TEXT PASSAGE START

Monday 14 September 2009

Links of interest 14/9/09

The National Library of China is celebrating its centennial.

Nga Upoko Tukutuku korero is a new blog for discussion on Maori Subject Headings - each week they post a new question for readers to answer/comment on.

  • Promoting Library Reference Services to First-Year Undergraduate Students: What Works? (feature article in RUSQ this month) "describes a study that sought to answer three questions:
    1. What percentage of first-year undergraduate students are aware of reference services?
    2. What percentage of first-years seek information from reference librarians?
    3. Through which media are first-years comfortable communicating with reference librarians?"
    The summary on page 4 begins "At least in their first year of college, students respond most strongly to library reference service promotions given in person."
  • The Swiss Army Librarian posts a "Reference Question of the Week" describing the question and the way he found (or didn't find) an answer. His recent post on "What's in your ready ref?" is also fascinating.

  • The British Library Sound Archive has made over 23,000 sound recordings available for listening online (where copyright permits) to anyone anywhere in the world. This includes music (classical, popular, traditional), oral history, nature, and linguistic recordings.
  • The New Zealand Electronic Text Centre has released 1000 NZ classics in e-book format

There seems to be a revival in posts about Twitter recently - in the last couple of weeks I've come across:(And for those interested in New Zealand birds, Twitter accounts Kārearea (kakarapiti) and newzealandbirds.)

Wednesday 9 September 2009

Planning the unplannable

I'm attending LIANZA Conference 2009
At LIANZA 2009 I'm going to be facilitating an un-workshop kind of thing on "Getting people onside: making allies to support your innovation". It's an un-workshop thing because I've just been fumbling this stuff out on my own and, while I've got ideas, I bet other people have ideas too; and we've got 45 minutes because that's how the programming worked out. Some of the things I've been thinking about are:
  1. the boring-but-necessary ground rule stuff: keep it positive ("This situation is a nuisance but let's brainstorm ways to work with it" is all good); confidentiality (so we can talk about real life work situations despite New Zealand being a small country); and the twins: participate and respect (aka encourage others' participation).

TEXT PASSAGE END

• TASK INSTRUCTIONS:
A – Change "un-workshop" to "informal workshop" in the library blog text from "Wednesday 9 September" up to and including "encourage others' participation).", and give that part again.
B – Write what comes next in the library blog text, starting after its last sentence.

ENTRIES SUPPLIED START

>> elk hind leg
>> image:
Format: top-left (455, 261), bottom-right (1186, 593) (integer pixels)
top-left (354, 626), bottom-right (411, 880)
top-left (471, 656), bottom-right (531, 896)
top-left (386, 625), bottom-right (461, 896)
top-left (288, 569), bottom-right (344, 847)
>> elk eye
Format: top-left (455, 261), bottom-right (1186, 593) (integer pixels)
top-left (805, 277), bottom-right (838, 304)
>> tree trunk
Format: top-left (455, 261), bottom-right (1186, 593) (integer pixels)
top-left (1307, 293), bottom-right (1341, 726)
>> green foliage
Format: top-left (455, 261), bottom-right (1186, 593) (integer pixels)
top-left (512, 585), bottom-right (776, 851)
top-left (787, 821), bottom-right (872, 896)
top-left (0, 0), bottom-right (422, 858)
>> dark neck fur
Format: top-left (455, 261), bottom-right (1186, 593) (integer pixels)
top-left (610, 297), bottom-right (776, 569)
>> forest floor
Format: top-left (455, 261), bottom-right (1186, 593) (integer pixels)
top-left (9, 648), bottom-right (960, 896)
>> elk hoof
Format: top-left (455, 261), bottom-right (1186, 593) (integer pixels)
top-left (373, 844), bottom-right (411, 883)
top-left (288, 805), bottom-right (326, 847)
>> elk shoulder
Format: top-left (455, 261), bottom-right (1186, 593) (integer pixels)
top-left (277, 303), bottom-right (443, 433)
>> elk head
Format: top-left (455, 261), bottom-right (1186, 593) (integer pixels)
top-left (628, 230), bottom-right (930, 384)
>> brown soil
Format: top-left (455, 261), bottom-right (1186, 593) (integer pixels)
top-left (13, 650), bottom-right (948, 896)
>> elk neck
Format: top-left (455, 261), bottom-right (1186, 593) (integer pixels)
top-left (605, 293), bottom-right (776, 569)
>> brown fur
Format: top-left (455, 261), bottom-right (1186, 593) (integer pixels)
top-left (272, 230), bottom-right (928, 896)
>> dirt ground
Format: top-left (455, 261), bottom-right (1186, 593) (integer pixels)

ENTRIES SUPPLIED END

• ANSWERS BY ITEM NUMBER:
A –
Wednesday 9 September 2009

Planning the unplannable

I'm attending LIANZA Conference 2009
At LIANZA 2009 I'm going to be facilitating an informal workshop kind of thing on "Getting people onside: making allies to support your innovation". It's an informal workshop thing because I've just been fumbling this stuff out on my own and, while I've got ideas, I bet other people have ideas too; and we've got 45 minutes because that's how the programming worked out. Some of the things I've been thinking about are:
  1. the boring-but-necessary ground rule stuff: keep it positive ("This situation is a nuisance but let's brainstorm ways to work with it" is all good); confidentiality (so we can talk about real life work situations despite New Zealand being a small country); and the twins: participate and respect (aka encourage others' participation).

B –
  2. maybe a brief warm-up kind of things: brief introductions in small groups ("Hi, I'm Aroha and one innovation I've helped launch is ... OR one innovation I want to launch is ....") and/or brief discussion on how to combat the 50 reasons not to change.

    [I am so going to have to take along a timer....]

  3. actual meat - topic ideas I've had are:
    • working with organisational hierarchies; networking with other 'change agents'; getting support from people who don't at first seem interested/keen; figuring out what other people need and giving support to other people's innovations
    • communication - communication styles, miscommunications
    • miscellaneous tricks and ideas

    [I've been toying with the idea of starting with a quick poll on how long we should spend on each topic. It'd go like this: say there's 20 people in the room, I'll name a topic and the time we'll spend on that topic = the number of people who raise their hand multiplied by slightly less than 2. Very scientific and all.]

  4. perhaps most importantly: a piece of paper for people to write their email addresses on if interested in a mailing list or similar I plan to set up so we can keep talking about this stuff and supporting each other after conference.
I'm trying to balance the "Gotta make every one of those 45 minutes count" impulse and the "Come on, mate, it's an un-workshop" impulse and probably losing the spirit of both, I dunno. But/so hey: if you were attending a session like this (and particularly if you are attending this session!) what topics would you want to be included? how (if at all) would you want it organised? is group-work too traditional for an un-workshop, or the Fishbowl too intimidating given that the first LIANZA-hosted mini-unconference won't be held until after this un-workshop?

Oh, and what should I make sure I read (whether about 'getting people onside' or about unconference-stuff) before conference starts?